#### [Your assignment]
Start to finish, copy the data exactly.

#### [Supplied material]

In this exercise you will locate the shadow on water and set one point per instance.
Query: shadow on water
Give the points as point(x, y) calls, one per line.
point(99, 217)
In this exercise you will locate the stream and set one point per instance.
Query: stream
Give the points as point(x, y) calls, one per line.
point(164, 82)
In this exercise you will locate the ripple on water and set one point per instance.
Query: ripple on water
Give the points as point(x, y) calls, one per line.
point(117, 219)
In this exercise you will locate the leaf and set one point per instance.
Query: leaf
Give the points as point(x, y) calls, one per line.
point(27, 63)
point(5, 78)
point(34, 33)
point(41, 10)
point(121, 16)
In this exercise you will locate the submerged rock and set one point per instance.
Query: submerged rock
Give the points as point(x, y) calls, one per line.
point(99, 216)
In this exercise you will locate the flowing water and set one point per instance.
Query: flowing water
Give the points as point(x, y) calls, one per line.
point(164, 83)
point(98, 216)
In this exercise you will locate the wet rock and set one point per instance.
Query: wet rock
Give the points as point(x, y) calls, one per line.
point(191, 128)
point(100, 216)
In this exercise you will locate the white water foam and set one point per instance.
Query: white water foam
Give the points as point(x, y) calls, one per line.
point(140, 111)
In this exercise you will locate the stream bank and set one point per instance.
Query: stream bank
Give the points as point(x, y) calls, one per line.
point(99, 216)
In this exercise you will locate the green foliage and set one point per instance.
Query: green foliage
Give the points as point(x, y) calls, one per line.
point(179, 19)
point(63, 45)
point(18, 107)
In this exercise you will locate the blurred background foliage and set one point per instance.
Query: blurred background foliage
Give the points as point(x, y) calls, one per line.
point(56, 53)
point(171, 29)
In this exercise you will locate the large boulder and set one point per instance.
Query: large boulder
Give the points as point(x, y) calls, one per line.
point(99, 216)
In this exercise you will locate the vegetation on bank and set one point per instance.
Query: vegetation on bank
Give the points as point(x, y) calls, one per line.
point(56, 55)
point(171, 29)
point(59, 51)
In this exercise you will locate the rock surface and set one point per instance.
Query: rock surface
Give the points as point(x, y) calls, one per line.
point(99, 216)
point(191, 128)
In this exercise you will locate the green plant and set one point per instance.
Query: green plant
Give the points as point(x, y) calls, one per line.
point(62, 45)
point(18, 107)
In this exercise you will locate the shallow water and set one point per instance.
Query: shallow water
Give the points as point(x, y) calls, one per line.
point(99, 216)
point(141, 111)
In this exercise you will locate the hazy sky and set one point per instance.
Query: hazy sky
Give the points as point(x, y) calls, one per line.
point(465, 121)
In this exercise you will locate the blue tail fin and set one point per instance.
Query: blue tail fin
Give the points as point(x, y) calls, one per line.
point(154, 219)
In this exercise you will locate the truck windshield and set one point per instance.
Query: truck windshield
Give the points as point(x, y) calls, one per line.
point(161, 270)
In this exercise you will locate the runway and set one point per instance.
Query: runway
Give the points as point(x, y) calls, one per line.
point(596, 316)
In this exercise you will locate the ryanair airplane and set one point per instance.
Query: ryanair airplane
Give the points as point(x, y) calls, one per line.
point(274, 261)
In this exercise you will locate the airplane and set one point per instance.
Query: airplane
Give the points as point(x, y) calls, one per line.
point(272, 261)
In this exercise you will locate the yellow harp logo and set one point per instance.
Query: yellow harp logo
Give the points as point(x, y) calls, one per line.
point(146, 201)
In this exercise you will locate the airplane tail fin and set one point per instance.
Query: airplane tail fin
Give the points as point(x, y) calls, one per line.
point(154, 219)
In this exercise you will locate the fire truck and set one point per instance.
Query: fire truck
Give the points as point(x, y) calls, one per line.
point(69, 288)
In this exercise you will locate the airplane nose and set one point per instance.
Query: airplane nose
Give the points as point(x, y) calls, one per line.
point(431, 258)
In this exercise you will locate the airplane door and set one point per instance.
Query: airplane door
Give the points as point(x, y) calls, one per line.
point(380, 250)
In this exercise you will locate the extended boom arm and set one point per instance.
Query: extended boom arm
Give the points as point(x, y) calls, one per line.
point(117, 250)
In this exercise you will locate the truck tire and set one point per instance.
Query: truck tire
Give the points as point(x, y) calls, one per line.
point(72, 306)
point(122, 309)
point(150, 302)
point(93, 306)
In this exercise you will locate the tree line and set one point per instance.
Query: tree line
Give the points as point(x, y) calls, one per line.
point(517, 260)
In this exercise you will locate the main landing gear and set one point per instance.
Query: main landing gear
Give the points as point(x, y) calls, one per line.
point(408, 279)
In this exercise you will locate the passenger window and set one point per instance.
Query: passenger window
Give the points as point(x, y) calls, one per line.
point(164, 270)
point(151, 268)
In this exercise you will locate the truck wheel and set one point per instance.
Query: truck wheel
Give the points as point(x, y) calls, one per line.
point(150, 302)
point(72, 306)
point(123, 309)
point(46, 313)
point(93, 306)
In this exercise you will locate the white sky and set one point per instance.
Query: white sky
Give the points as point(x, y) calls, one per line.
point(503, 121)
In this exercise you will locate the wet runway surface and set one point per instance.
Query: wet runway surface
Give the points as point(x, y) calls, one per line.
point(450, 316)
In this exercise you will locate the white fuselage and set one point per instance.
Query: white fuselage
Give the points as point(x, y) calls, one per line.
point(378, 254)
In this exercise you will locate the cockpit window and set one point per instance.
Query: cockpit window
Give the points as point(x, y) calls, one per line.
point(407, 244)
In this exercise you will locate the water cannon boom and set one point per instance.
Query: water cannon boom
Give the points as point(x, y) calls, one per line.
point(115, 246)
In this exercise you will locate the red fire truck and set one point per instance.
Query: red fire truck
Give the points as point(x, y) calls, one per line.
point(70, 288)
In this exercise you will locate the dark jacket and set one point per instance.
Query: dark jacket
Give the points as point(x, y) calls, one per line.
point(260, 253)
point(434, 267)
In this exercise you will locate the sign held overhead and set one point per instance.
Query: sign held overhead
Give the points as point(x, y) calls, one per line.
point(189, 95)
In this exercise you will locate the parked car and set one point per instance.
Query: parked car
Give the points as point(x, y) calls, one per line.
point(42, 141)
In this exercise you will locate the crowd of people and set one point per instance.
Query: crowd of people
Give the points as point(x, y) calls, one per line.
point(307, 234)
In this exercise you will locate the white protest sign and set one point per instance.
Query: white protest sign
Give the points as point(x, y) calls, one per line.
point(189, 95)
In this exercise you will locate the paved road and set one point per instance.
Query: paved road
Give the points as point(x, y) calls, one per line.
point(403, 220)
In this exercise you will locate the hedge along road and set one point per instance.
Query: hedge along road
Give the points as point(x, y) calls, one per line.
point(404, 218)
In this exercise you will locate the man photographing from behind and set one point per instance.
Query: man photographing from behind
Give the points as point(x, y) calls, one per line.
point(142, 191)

#### [Solution for this exercise]
In this exercise you will locate the shadow on water and set one point per instance.
Query: shadow on water
Give the points as point(x, y) calls, one per line.
point(99, 217)
In this exercise you will locate the stream and set one point per instance.
Query: stream
Give the points as point(x, y) calls, one per line.
point(164, 82)
In this exercise you will locate the ripple on water and set one point per instance.
Query: ripple on water
Give the points as point(x, y) calls, one per line.
point(117, 219)
In this exercise you will locate the leaf and set one point per instance.
Query: leaf
Give the points as point(x, y) calls, one per line.
point(27, 63)
point(5, 78)
point(34, 33)
point(41, 10)
point(121, 16)
In this exercise you will locate the submerged rock and set one point per instance.
Query: submerged rock
Give the points as point(x, y) calls, one per line.
point(99, 216)
In this exercise you will locate the flowing water and set one point per instance.
Query: flowing water
Give the points as point(x, y) calls, one per line.
point(164, 83)
point(98, 216)
In this exercise you will locate the wet rock and set one point per instance.
Query: wet rock
Give the points as point(x, y) calls, one per line.
point(191, 128)
point(100, 216)
In this exercise you will locate the white water foam and set one point per instance.
Query: white water foam
Give the points as point(x, y) calls, one per line.
point(140, 111)
In this exercise you will locate the stream bank and set one point per instance.
Query: stream bank
Give the points as point(x, y) calls, one per line.
point(99, 216)
In this exercise you will locate the green foliage and set one point per instance.
Query: green foliage
Give the points as point(x, y) calls, one per line.
point(179, 19)
point(63, 45)
point(18, 107)
In this exercise you will locate the blurred background foliage and set one point per instance.
Query: blurred background foliage
Give the points as point(x, y) calls, one per line.
point(56, 53)
point(171, 29)
In this exercise you will locate the large boulder and set one point per instance.
Query: large boulder
Give the points as point(x, y) calls, one per line.
point(99, 216)
In this exercise you will locate the vegetation on bank and set one point per instance.
Query: vegetation on bank
Give the points as point(x, y) calls, one per line.
point(56, 55)
point(171, 29)
point(59, 51)
In this exercise you will locate the rock surface and set one point per instance.
Query: rock surface
Give the points as point(x, y) calls, one per line.
point(99, 216)
point(191, 128)
In this exercise you will locate the green plant and set one point per instance.
Query: green plant
Give the points as point(x, y) calls, one per line.
point(62, 45)
point(18, 107)
In this exercise you will locate the shallow water and set one point per instance.
Query: shallow water
Give the points as point(x, y) calls, one per line.
point(99, 216)
point(141, 111)
In this exercise you will locate the hazy sky and set one point per instance.
Query: hazy sky
Give the points as point(x, y) calls, one per line.
point(465, 121)
In this exercise you will locate the blue tail fin and set one point per instance.
Query: blue tail fin
Give the points as point(x, y) calls, one per line.
point(154, 219)
In this exercise you will locate the truck windshield and set one point per instance.
Query: truck windshield
Give the points as point(x, y) calls, one per line.
point(161, 270)
In this exercise you will locate the runway and set one point per instance.
Query: runway
Give the points as point(x, y) calls, one per line.
point(596, 316)
In this exercise you will locate the ryanair airplane and set one point per instance.
Query: ryanair airplane
Give the points as point(x, y) calls, one per line.
point(274, 261)
In this exercise you will locate the airplane and set one point per instance.
Query: airplane
Give the points as point(x, y) calls, one per line.
point(272, 261)
In this exercise you will locate the yellow harp logo and set one point per instance.
Query: yellow harp logo
Give the points as point(x, y) calls, one per line.
point(146, 201)
In this exercise you will locate the airplane tail fin and set one point per instance.
Query: airplane tail fin
Give the points as point(x, y) calls, one per line.
point(154, 219)
In this exercise you will locate the fire truck and set one point per instance.
Query: fire truck
Give the points as point(x, y) calls, one per line.
point(69, 288)
In this exercise you will locate the airplane nose and set one point per instance.
Query: airplane nose
Give the points as point(x, y) calls, one per line.
point(431, 258)
In this exercise you will locate the airplane door and set one point per instance.
Query: airplane door
Give the points as point(x, y) calls, one per line.
point(380, 250)
In this exercise you will locate the extended boom arm and set one point per instance.
Query: extended boom arm
Give the points as point(x, y) calls, one per line.
point(117, 250)
In this exercise you will locate the truck tire and set one point per instance.
Query: truck tire
Give the points as point(x, y) calls, one per line.
point(72, 306)
point(122, 309)
point(150, 302)
point(93, 306)
In this exercise you will locate the tree line and set one point per instance.
Query: tree line
Give the points as point(x, y) calls, one per line.
point(517, 260)
In this exercise you will locate the main landing gear and set one point per instance.
Query: main landing gear
Give the points as point(x, y) calls, one per line.
point(408, 279)
In this exercise you will locate the passenger window and set one point per instance.
Query: passenger window
Give the points as point(x, y) calls, one per line.
point(164, 270)
point(151, 268)
In this exercise you will locate the truck wheel and set one point per instance.
Query: truck wheel
Give the points as point(x, y) calls, one per line.
point(150, 302)
point(72, 306)
point(123, 309)
point(46, 313)
point(93, 306)
In this exercise you will locate the white sky and set one point per instance.
Query: white sky
Give the points as point(x, y) calls, one per line.
point(503, 121)
In this exercise you will locate the wet runway surface and set one point per instance.
Query: wet runway surface
Give the points as point(x, y) calls, one per line.
point(450, 316)
In this exercise you will locate the white fuselage and set one point per instance.
Query: white fuselage
Give the points as point(x, y) calls, one per line.
point(378, 254)
In this exercise you will locate the cockpit window and set one point per instance.
Query: cockpit window
Give the points as point(x, y) calls, one per line.
point(407, 244)
In this exercise you will locate the water cannon boom and set one point per instance.
Query: water cannon boom
Give the points as point(x, y) calls, one per line.
point(115, 246)
In this exercise you will locate the red fire truck and set one point per instance.
Query: red fire truck
Give the points as point(x, y) calls, one per line.
point(70, 288)
In this exercise you will locate the dark jacket and set one point per instance.
Query: dark jacket
Give the points as point(x, y) calls, one per line.
point(260, 253)
point(434, 267)
In this exercise you will locate the sign held overhead and set one point per instance.
Query: sign held overhead
Give the points as point(x, y) calls, one per line.
point(189, 95)
In this exercise you will locate the parked car and set one point per instance.
Query: parked car
Give the points as point(x, y) calls, one per line.
point(42, 141)
In this exercise you will locate the crowd of people and set one point per instance.
Query: crowd of people
Give the points as point(x, y) calls, one per line.
point(307, 234)
In this exercise you will locate the white protest sign and set one point per instance.
Query: white protest sign
Give the points as point(x, y) calls, one per line.
point(189, 95)
In this exercise you will locate the paved road and set one point per instance.
Query: paved road
Give the points as point(x, y) calls, one per line.
point(403, 220)
In this exercise you will locate the hedge along road and set one point per instance.
Query: hedge along road
Give the points as point(x, y) calls, one per line.
point(404, 218)
In this exercise you will locate the man photographing from behind and set one point per instance.
Query: man photographing from behind
Give the points as point(x, y) calls, one per line.
point(142, 191)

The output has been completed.